Private universities with at least 500 students that have endowments of $2 million per pupil or more would pay an excise tax of 8% under the new bill released by the Senate Committee on Finance. The levy would be placed on net-investment income earned by the endowments. That’s much lower than the 21% rate that was included in the House proposal, which passed the chamber in May.

The endowment tax would raise revenue to offset President Donald Trump’s tax cuts and it would punish universities that are “woke,” in the words of the House tax-writing committee. The White House has frozen federal funding to a number of schools including the Ivy League’s Harvard, Princeton and Columbia. 

Under the new proposal, institutions with endowments of $750,000 to $1,999,999 per student would face a tax of just 4%. Under the House plan, colleges with endowments over $1.25 million per student but below $2 million would pay 14%. Colleges have warned that the House plan would be extremely costly for the schools and take away from financial aid provided to students.

Task set
A: In the endowment tax text, what tax would the Senate bill put on schools with endowments of $750,000 to $1,999,999 per student?
B: Echo part of the endowment tax text word for word, beginning at the words "Under the new proposal, institutions" and stopping after "provided to students.".
C: Proceed with the endowment tax text from the point where it stops.
You won't need the rows that come next.

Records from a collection

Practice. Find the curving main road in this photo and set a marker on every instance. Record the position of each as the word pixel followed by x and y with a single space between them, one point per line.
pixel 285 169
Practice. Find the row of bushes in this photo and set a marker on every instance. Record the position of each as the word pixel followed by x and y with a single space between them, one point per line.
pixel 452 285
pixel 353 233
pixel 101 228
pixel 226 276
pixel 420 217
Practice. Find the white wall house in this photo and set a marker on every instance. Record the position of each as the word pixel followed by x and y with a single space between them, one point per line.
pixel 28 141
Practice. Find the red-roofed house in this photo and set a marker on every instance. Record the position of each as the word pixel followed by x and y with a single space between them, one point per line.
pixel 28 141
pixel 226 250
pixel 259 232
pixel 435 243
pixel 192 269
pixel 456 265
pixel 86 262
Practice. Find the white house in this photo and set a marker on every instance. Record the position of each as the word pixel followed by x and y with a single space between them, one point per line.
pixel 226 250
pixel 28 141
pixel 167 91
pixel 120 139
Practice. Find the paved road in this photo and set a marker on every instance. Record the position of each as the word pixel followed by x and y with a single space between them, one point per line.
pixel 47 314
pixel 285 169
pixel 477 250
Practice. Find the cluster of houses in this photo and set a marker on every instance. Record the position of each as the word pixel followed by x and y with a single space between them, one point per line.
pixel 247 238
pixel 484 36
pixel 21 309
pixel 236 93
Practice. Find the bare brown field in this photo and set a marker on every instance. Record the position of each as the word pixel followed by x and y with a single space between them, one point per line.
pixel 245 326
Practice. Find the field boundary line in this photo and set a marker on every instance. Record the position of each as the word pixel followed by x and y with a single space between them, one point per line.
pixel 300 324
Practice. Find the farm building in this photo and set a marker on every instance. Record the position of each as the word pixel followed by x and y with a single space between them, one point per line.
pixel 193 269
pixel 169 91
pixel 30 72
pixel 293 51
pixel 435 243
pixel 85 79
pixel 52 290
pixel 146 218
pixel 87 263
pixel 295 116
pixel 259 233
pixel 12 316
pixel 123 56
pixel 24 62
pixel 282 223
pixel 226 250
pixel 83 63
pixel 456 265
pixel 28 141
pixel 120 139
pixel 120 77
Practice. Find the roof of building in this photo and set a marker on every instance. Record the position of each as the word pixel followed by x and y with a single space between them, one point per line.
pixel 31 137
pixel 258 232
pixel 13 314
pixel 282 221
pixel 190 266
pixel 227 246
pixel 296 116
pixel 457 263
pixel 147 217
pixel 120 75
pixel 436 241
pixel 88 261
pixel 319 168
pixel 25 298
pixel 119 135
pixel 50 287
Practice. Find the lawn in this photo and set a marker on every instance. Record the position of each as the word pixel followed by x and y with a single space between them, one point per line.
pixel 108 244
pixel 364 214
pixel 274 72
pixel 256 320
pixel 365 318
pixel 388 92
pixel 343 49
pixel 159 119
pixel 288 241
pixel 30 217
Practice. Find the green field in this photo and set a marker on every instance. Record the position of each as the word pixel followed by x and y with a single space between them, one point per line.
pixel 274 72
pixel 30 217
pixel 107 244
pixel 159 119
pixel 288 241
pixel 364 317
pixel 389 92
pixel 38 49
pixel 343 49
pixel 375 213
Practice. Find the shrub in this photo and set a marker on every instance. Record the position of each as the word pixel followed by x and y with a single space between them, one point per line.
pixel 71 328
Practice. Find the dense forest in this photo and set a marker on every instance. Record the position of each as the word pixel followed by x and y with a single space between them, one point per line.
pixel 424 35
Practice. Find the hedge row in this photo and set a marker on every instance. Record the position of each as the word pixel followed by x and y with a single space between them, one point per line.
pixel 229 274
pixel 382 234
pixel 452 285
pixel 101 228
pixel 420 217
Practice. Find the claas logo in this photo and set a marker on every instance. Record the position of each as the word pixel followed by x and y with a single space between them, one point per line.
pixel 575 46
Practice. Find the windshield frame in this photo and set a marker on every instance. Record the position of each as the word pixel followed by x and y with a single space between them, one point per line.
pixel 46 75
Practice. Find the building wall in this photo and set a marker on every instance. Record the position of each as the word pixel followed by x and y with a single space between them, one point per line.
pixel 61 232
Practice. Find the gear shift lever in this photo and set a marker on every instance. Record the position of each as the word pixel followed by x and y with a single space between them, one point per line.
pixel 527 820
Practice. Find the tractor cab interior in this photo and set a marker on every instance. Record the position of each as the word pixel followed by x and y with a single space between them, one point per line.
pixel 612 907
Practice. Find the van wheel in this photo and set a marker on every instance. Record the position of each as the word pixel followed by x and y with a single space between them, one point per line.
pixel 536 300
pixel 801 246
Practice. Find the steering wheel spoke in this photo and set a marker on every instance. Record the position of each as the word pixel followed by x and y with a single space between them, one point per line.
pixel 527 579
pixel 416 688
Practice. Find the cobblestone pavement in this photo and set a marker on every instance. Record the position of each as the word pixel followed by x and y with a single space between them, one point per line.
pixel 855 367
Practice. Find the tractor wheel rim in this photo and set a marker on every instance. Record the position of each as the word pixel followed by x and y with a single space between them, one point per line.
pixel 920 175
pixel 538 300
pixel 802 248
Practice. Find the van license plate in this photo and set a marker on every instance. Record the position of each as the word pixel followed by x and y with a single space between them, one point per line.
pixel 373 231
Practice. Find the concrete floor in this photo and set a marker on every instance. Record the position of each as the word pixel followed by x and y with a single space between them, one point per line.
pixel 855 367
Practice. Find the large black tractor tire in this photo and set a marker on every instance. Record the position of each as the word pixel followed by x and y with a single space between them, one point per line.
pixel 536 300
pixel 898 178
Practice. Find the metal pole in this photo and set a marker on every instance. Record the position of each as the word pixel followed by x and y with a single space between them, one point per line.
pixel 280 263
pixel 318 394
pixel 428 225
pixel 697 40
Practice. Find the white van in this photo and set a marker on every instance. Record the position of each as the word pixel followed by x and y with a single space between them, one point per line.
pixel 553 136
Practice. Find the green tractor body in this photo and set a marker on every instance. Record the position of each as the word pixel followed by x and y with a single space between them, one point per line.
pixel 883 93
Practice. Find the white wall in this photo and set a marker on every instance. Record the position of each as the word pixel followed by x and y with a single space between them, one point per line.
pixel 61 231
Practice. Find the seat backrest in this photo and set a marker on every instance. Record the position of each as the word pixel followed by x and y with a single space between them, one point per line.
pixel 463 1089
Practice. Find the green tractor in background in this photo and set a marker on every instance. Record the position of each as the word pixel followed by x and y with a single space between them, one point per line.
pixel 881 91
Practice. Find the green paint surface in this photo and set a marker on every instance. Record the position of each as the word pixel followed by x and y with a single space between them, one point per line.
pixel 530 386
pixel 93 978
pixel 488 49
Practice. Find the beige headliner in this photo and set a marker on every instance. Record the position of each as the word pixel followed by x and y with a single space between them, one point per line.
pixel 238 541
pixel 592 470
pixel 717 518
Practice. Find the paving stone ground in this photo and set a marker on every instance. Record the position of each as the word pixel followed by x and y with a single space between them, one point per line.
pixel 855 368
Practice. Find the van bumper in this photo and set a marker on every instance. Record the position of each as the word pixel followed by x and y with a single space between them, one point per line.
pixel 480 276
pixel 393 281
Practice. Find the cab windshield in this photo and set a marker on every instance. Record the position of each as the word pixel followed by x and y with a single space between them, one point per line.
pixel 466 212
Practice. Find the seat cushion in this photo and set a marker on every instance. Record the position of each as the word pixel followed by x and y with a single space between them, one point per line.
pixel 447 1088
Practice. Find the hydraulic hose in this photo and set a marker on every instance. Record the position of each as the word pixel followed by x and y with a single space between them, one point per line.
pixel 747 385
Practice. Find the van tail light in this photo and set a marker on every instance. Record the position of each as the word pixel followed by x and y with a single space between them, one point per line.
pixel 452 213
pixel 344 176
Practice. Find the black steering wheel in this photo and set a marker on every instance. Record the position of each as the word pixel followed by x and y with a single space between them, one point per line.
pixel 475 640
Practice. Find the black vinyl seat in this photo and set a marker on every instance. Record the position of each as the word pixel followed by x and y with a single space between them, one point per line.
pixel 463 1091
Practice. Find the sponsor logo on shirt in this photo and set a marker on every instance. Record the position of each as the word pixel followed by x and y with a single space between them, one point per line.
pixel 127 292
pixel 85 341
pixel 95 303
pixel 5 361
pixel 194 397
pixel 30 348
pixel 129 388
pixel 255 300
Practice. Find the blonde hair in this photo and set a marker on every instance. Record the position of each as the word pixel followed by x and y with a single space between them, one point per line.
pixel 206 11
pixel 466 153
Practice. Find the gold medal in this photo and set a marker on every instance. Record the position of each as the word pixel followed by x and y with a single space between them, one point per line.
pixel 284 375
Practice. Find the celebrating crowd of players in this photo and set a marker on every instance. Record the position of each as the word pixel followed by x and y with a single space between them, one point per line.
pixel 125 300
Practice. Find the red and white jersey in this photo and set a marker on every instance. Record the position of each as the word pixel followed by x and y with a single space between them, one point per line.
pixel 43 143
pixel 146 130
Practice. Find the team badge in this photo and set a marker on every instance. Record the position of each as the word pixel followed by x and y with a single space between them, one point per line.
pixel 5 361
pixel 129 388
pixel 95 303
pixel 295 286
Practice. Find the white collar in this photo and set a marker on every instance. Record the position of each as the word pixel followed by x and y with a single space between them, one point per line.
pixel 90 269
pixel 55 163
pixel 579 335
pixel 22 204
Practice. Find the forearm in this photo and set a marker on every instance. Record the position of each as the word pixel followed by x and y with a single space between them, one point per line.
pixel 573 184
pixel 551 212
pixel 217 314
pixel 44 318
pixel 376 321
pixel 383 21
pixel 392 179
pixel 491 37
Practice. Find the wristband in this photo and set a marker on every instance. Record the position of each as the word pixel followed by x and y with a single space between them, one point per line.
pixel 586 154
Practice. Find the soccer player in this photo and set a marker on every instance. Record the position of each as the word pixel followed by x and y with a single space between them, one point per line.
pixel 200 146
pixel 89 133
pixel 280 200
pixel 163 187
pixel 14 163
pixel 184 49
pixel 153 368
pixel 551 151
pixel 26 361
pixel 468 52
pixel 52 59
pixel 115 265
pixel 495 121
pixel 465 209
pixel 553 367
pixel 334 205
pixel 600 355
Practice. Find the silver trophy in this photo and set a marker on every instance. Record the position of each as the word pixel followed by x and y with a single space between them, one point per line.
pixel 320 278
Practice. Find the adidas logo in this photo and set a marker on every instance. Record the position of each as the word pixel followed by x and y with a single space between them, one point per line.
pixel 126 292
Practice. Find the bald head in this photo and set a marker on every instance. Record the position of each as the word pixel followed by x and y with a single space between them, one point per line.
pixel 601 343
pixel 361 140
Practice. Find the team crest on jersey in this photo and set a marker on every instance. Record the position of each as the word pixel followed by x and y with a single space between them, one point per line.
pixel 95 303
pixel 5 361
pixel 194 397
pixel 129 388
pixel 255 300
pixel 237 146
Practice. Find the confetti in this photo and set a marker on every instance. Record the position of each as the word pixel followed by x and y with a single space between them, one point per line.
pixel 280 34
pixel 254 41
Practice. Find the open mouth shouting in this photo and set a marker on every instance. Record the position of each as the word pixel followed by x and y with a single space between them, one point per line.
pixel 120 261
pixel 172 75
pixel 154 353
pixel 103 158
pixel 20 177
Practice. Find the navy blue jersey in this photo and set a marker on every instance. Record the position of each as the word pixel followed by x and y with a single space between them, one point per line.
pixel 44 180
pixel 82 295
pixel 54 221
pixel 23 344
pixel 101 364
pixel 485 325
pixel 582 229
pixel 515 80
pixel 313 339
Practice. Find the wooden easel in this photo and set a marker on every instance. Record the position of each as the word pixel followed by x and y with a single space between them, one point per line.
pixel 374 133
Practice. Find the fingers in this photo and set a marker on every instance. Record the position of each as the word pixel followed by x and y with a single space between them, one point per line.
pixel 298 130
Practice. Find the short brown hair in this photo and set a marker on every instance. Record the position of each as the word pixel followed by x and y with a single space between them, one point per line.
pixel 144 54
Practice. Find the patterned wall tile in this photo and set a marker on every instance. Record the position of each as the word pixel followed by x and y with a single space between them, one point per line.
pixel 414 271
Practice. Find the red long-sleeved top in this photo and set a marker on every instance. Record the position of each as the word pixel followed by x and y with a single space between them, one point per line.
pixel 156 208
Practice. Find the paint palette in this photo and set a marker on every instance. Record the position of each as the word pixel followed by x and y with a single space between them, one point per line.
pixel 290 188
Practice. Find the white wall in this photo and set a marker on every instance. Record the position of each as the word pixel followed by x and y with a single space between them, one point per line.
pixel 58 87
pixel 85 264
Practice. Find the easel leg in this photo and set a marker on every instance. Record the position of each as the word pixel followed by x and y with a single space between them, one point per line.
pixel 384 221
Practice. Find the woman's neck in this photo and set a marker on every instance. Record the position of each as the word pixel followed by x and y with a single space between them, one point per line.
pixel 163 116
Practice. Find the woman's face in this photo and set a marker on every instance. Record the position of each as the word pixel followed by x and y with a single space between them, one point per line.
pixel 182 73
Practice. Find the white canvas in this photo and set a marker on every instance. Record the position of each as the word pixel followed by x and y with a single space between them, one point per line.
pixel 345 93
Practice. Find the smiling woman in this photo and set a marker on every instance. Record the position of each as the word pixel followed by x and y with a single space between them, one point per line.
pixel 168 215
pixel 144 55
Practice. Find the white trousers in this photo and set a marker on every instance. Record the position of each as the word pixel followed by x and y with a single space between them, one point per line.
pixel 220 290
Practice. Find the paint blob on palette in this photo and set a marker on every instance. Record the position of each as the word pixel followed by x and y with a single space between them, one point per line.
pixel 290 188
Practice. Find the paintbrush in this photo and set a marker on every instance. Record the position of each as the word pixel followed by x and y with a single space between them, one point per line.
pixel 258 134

Responses per task
A: A tax of 4%.

B:
Under the new proposal, institutions with endowments of $750,000 to $1,999,999 per student would face a tax of just 4%. Under the House plan, colleges with endowments over $1.25 million per student but below $2 million would pay 14%. Colleges have warned that the House plan would be extremely costly for the schools and take away from financial aid provided to students.

C:
Religious schools would be exempt from the tax in both the House and Senate proposals. The current levy of 1.4% on the richest colleges was instituted as part of the 2017 Trump tax cuts.

Karin Johns, director of tax policy for the National Association of Independent Colleges and Universities, said the tax should be eliminated and not expanded.

“The tax remains purely punitive, unfairly impacts one sector of higher education, disincentivizes charitable giving, and siphons funds to the federal government used to support students and their families,” she said in an emailed statement.